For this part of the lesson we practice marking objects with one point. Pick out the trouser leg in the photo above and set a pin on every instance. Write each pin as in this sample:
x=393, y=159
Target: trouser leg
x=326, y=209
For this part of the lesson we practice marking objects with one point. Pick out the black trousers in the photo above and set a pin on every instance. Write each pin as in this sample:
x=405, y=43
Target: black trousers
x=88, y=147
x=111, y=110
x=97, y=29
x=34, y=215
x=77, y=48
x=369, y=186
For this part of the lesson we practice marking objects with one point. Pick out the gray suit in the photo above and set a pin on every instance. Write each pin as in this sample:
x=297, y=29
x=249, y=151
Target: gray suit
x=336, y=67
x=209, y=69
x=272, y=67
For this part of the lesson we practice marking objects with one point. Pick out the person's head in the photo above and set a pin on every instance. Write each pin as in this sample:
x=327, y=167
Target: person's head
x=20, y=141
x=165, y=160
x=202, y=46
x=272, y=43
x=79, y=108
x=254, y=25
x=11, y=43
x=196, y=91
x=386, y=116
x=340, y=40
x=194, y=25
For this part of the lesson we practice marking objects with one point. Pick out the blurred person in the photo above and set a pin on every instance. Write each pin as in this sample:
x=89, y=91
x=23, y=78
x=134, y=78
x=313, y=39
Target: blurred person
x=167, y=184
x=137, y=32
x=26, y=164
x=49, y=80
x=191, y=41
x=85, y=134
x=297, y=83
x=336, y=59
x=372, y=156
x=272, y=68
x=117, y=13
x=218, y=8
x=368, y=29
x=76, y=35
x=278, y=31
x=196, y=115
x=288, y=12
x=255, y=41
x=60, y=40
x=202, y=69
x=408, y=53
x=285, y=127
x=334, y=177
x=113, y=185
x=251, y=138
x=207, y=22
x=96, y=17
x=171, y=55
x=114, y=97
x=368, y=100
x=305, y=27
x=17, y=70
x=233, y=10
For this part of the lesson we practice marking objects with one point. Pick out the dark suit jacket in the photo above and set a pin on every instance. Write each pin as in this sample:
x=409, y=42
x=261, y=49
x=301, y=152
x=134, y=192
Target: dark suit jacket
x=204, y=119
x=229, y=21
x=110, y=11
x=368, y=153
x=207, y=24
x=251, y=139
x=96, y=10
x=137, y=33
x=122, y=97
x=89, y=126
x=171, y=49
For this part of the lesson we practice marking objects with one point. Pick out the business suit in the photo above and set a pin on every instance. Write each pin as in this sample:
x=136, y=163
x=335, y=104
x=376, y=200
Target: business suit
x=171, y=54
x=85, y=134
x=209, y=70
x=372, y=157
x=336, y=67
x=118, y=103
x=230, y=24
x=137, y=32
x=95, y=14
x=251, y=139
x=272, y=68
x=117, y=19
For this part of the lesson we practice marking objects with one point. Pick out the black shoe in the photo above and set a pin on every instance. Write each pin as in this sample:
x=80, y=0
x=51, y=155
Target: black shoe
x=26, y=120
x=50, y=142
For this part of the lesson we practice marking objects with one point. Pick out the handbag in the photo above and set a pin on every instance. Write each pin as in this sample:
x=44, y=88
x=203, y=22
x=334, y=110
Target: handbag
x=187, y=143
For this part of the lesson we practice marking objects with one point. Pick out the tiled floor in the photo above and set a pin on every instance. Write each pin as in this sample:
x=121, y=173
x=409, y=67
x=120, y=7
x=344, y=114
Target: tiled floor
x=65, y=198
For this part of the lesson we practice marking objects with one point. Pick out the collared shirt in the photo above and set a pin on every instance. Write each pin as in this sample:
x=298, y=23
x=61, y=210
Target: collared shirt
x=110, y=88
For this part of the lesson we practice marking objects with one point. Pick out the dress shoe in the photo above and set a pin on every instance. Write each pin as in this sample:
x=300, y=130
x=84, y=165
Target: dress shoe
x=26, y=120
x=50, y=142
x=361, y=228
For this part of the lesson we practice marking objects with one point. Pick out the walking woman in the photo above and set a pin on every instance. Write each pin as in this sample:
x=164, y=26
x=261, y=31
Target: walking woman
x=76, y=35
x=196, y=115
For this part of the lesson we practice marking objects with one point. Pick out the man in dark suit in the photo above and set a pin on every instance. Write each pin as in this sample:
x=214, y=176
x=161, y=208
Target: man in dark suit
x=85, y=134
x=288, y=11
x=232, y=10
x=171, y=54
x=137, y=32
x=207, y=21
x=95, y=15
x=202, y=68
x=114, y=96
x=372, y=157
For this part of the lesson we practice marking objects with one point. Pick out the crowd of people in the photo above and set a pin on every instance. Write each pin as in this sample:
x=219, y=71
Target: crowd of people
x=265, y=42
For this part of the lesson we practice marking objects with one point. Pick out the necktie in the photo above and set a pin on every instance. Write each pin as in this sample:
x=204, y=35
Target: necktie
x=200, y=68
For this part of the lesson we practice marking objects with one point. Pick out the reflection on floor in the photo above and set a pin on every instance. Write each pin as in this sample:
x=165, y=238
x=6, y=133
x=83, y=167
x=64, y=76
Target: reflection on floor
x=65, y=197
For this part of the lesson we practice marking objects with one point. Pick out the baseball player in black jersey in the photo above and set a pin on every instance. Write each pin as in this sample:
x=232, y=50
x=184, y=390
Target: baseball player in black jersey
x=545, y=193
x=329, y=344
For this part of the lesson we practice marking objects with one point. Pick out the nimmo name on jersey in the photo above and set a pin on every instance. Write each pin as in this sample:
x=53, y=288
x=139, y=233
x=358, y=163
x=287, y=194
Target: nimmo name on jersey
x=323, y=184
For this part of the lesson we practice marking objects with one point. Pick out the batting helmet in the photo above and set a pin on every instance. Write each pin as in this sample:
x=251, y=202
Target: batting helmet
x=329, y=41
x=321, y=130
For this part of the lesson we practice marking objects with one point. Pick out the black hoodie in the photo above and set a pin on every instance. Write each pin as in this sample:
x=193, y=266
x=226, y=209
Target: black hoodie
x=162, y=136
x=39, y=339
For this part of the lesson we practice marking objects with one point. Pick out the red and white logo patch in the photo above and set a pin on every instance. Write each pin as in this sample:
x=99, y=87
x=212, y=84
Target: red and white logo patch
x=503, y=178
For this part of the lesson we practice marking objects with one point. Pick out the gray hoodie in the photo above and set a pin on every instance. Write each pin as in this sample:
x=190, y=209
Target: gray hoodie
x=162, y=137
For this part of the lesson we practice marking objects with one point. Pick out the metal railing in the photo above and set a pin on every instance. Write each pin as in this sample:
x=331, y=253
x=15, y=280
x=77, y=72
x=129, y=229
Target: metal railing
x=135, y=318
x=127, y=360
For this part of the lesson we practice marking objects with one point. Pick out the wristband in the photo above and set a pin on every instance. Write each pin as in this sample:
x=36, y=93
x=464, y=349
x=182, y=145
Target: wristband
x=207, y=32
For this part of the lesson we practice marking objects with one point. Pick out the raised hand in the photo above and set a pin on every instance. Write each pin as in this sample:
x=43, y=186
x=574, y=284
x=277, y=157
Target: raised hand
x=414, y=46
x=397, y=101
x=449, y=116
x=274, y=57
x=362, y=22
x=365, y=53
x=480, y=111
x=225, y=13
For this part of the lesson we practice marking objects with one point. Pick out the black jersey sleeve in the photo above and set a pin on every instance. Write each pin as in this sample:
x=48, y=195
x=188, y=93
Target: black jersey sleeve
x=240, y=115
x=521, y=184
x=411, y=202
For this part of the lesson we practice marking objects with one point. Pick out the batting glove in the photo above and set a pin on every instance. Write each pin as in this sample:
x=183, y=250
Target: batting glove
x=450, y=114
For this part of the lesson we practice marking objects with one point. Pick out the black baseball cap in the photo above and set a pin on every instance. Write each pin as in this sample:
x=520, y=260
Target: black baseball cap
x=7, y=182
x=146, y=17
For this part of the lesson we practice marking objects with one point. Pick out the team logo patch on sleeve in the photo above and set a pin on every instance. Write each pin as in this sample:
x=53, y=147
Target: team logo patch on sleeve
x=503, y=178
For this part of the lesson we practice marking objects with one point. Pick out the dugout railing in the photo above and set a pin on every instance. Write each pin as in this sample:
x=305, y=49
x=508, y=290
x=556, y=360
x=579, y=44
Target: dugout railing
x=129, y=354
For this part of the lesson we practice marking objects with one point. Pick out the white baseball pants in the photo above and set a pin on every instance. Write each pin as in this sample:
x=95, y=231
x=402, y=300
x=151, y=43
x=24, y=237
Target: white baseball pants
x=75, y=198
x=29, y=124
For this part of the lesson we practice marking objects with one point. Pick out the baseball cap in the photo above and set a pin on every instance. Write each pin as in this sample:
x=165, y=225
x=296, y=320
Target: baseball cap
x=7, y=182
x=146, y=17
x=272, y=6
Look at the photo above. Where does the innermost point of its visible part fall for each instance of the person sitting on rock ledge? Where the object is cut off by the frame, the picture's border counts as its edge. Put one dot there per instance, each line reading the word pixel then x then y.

### WORK TO BE COMPLETED
Could you retype exactly the lines above, starting at the line that contains "x=48, y=195" and ending at the line that contains "x=579, y=44", and nothing more?

### TASK RESULT
x=48, y=195
x=188, y=93
Target: black jersey sleeve
x=240, y=115
x=521, y=184
x=411, y=202
For this part of the lesson we practice marking objects with one point. Pick out the batting glove in the photo above and set a pin on every instance. Write each pin as in this sample:
x=183, y=250
Target: batting glove
x=450, y=114
For this part of the lesson we practice marking objects with one point. Pick out the black baseball cap in the photo above and set a pin on every instance. Write each pin as in this sample:
x=520, y=260
Target: black baseball cap
x=7, y=182
x=146, y=17
For this part of the lesson we practice marking objects with one point. Pick out the team logo patch on sleeve in the photo above and set a pin on every instance. Write each pin as in this sample:
x=53, y=147
Target: team logo patch on sleeve
x=503, y=178
For this part of the lesson we practice marking objects with one point. Pick out the dugout railing in the photo above and set a pin on every instance. Write each pin as in this sample:
x=305, y=49
x=508, y=290
x=556, y=360
x=579, y=44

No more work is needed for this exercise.